● **Directions**
Please echo back the entries word for word, starting with the first line and going on through the line with "[208,130,339,255]", including both of those lines.
-- start --
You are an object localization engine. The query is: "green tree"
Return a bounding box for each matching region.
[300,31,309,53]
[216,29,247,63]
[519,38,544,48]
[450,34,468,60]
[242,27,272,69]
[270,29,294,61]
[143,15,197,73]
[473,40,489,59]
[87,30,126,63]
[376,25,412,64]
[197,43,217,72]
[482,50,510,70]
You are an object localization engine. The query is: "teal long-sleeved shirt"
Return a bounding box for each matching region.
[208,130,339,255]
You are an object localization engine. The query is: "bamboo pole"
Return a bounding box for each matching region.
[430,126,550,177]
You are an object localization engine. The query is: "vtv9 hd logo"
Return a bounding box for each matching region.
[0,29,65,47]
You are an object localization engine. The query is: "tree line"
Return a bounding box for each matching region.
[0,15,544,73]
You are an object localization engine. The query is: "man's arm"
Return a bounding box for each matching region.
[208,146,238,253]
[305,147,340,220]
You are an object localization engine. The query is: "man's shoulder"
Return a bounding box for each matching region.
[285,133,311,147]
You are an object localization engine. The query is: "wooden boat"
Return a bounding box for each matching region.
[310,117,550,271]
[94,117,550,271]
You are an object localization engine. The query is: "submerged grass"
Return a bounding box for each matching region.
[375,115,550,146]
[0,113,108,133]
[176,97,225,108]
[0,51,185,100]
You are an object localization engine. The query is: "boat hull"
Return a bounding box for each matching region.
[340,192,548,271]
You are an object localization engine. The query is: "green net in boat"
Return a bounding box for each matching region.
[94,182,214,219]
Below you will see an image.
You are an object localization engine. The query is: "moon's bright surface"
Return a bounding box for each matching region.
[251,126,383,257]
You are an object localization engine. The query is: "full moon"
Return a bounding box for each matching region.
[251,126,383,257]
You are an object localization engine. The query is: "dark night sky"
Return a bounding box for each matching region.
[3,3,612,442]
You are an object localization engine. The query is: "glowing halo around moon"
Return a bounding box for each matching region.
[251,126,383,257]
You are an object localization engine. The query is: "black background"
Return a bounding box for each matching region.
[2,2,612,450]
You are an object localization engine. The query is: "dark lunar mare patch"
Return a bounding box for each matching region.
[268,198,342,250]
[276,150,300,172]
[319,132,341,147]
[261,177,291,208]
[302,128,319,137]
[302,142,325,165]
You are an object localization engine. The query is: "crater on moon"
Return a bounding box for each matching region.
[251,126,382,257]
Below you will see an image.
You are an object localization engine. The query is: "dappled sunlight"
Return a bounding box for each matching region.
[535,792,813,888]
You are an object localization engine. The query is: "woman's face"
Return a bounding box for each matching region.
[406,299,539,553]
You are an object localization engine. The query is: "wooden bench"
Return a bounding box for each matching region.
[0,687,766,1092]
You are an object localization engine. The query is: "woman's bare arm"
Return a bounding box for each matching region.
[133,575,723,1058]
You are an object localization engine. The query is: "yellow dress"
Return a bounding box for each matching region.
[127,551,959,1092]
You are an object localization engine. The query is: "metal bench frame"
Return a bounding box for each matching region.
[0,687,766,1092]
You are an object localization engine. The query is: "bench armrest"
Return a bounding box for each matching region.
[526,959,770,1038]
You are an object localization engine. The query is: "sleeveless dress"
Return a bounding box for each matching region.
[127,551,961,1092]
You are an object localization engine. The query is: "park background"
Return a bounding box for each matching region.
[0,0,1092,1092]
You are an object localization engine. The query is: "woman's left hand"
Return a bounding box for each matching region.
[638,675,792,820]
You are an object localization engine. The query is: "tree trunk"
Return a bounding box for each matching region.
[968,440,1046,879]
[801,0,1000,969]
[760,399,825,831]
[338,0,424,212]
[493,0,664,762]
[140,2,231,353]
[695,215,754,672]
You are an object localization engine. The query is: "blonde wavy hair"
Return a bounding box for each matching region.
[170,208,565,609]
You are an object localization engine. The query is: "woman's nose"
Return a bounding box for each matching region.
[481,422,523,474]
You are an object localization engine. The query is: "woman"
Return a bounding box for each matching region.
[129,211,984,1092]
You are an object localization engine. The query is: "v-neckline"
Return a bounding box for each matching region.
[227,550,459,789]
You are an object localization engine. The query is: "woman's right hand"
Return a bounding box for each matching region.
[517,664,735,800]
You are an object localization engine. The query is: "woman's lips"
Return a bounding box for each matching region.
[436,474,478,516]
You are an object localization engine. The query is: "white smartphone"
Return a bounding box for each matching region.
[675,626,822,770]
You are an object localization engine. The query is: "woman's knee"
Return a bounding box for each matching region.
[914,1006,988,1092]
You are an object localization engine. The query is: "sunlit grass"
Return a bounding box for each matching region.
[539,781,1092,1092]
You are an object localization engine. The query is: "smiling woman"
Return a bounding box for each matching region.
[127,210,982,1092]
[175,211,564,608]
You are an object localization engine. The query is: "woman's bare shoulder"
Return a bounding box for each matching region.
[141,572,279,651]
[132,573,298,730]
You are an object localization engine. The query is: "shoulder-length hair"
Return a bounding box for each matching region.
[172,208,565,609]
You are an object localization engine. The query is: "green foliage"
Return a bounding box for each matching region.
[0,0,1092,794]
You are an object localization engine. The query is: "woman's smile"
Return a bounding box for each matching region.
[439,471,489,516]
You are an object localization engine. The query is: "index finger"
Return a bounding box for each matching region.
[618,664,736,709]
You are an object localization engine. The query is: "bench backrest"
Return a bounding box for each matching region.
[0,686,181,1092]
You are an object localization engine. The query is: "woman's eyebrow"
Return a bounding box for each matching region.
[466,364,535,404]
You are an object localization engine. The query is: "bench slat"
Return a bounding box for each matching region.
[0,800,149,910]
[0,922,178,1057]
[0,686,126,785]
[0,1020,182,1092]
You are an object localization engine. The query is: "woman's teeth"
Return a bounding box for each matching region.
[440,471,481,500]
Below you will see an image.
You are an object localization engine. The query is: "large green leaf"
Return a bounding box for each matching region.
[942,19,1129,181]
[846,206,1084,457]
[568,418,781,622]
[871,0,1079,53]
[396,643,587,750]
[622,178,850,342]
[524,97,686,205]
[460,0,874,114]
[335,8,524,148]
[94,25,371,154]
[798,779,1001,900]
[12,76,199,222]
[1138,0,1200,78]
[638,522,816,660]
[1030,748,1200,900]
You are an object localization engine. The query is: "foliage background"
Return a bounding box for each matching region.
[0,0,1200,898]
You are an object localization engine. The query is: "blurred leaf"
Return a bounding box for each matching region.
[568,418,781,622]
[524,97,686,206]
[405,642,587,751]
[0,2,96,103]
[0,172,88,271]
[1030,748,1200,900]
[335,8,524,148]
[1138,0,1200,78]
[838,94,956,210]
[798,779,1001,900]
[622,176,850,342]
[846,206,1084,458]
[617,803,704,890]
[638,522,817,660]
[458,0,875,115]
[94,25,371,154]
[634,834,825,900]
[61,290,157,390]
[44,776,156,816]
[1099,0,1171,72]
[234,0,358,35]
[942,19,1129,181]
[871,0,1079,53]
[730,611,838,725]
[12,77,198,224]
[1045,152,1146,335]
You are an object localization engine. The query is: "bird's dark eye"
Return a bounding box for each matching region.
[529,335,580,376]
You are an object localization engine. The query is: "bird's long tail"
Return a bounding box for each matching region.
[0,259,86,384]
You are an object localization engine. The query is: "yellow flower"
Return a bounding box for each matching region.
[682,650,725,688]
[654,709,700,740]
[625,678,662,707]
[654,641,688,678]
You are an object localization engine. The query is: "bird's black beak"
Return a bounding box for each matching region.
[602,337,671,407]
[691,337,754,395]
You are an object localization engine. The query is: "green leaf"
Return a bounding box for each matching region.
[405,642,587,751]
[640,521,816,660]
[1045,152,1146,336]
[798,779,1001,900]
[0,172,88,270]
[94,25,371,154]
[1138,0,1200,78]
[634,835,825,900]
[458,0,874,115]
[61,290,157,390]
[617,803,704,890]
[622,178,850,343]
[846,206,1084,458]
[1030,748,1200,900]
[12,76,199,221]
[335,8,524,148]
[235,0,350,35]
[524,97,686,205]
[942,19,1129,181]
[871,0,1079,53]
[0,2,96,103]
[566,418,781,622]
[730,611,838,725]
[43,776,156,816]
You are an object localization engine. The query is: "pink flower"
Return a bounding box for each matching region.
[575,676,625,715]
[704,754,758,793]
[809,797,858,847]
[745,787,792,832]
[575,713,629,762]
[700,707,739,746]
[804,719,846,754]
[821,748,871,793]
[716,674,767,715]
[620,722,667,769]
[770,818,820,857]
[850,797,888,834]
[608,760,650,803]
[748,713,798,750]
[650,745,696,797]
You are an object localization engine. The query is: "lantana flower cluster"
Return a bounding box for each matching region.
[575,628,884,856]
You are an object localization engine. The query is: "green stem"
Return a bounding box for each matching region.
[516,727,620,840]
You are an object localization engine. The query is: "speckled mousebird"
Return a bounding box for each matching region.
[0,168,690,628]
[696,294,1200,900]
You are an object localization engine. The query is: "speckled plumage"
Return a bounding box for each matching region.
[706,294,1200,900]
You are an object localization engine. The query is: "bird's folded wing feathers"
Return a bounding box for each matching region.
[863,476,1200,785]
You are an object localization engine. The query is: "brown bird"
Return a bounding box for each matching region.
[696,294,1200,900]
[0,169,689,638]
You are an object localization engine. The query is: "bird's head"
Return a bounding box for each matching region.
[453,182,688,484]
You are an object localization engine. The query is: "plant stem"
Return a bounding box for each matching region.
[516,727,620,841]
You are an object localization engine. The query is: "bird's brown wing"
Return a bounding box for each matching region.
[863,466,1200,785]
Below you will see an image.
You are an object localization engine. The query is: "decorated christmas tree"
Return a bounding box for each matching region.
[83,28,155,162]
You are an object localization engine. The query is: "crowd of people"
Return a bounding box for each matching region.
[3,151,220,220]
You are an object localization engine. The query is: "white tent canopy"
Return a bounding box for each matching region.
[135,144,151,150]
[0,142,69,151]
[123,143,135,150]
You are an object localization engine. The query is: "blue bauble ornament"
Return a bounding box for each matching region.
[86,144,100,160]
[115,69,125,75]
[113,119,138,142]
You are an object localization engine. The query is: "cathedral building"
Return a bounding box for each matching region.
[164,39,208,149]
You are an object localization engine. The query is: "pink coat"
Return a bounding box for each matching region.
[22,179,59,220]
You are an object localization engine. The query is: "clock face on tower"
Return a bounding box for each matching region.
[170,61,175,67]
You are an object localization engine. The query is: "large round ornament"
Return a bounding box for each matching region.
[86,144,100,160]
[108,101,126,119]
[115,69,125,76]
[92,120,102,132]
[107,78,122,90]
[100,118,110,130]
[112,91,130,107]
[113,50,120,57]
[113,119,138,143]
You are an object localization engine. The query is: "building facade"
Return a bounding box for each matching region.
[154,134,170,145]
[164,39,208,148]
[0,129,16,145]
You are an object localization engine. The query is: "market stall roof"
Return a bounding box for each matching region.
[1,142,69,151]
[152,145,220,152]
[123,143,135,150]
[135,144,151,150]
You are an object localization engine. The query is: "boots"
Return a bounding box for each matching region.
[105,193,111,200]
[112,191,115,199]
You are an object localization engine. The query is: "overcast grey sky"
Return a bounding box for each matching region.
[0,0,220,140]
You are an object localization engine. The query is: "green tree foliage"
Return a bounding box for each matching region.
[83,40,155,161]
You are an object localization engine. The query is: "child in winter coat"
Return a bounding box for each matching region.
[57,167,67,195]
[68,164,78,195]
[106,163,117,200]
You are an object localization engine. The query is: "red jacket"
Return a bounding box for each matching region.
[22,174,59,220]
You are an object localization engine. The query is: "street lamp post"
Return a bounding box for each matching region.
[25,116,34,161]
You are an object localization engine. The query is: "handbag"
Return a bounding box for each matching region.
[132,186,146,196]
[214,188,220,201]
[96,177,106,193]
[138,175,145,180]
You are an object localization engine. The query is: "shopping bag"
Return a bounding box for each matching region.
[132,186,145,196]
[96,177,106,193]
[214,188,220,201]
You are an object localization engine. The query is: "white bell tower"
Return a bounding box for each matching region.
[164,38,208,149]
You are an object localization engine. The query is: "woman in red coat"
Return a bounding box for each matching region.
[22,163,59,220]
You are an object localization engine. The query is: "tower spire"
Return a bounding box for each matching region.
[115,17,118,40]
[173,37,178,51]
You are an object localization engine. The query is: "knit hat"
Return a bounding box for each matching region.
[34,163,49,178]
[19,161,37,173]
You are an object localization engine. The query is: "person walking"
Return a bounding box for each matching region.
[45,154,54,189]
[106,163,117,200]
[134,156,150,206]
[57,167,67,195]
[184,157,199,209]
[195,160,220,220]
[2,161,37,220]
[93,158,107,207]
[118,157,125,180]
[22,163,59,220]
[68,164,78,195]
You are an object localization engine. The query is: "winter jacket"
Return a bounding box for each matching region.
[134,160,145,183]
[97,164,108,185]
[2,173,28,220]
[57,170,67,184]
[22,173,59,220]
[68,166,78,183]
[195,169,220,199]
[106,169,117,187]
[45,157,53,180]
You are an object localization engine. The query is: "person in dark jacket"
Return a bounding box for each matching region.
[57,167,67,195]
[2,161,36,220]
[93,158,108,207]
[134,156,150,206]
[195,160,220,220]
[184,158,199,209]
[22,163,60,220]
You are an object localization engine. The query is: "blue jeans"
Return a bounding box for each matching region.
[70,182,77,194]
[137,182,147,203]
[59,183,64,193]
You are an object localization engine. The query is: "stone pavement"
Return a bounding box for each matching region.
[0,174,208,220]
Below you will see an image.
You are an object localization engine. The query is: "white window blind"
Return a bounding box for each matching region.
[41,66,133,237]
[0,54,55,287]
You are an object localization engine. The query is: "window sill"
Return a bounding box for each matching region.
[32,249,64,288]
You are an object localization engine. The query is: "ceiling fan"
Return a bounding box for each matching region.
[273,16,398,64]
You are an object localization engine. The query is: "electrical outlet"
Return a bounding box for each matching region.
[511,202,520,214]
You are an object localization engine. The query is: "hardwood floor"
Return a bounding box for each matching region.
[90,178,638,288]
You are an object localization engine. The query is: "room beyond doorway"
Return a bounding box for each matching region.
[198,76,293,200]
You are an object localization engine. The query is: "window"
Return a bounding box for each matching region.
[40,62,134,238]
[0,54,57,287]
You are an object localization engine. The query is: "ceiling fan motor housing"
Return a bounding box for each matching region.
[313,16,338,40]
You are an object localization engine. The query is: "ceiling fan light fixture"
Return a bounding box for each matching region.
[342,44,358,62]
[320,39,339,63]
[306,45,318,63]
-- end --
● **Finished exercise**
You are an object localization engine. The query is: "green tree"
Return a bounding box for each matching region.
[300,31,309,53]
[216,29,247,63]
[519,38,544,48]
[450,34,468,60]
[242,27,272,69]
[270,29,294,61]
[143,15,197,73]
[473,40,489,59]
[87,30,126,63]
[376,25,412,64]
[197,43,217,72]
[482,50,510,70]
You are an object localization engine. The query is: "teal long-sleeved shirt"
Return a bounding box for each matching region.
[208,130,339,255]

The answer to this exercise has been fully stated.